Saved data entries:

== Segment start ==

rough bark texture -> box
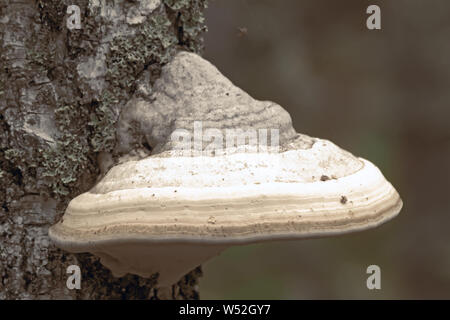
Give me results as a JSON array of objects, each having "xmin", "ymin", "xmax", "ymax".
[{"xmin": 0, "ymin": 0, "xmax": 207, "ymax": 299}]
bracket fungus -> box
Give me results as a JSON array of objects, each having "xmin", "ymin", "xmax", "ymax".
[{"xmin": 49, "ymin": 52, "xmax": 402, "ymax": 287}]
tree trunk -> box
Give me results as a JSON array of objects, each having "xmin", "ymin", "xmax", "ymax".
[{"xmin": 0, "ymin": 0, "xmax": 207, "ymax": 299}]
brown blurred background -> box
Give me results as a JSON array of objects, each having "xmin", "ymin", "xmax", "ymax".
[{"xmin": 198, "ymin": 0, "xmax": 450, "ymax": 299}]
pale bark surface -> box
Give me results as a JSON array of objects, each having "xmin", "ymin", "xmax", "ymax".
[{"xmin": 0, "ymin": 0, "xmax": 207, "ymax": 299}]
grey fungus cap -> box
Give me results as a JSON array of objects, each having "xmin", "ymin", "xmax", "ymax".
[{"xmin": 49, "ymin": 52, "xmax": 402, "ymax": 287}]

== Segment end ==

**Instructions for the task:** Only the lines above from the line containing "brown blurred background -> box" through the line containing "pale bark surface -> box" should be retyped, exactly and with both ends included.

**Task solution:**
brown blurred background -> box
Give me results as a JSON array of objects, each having "xmin", "ymin", "xmax", "ymax".
[{"xmin": 198, "ymin": 0, "xmax": 450, "ymax": 299}]
pale bark surface -> box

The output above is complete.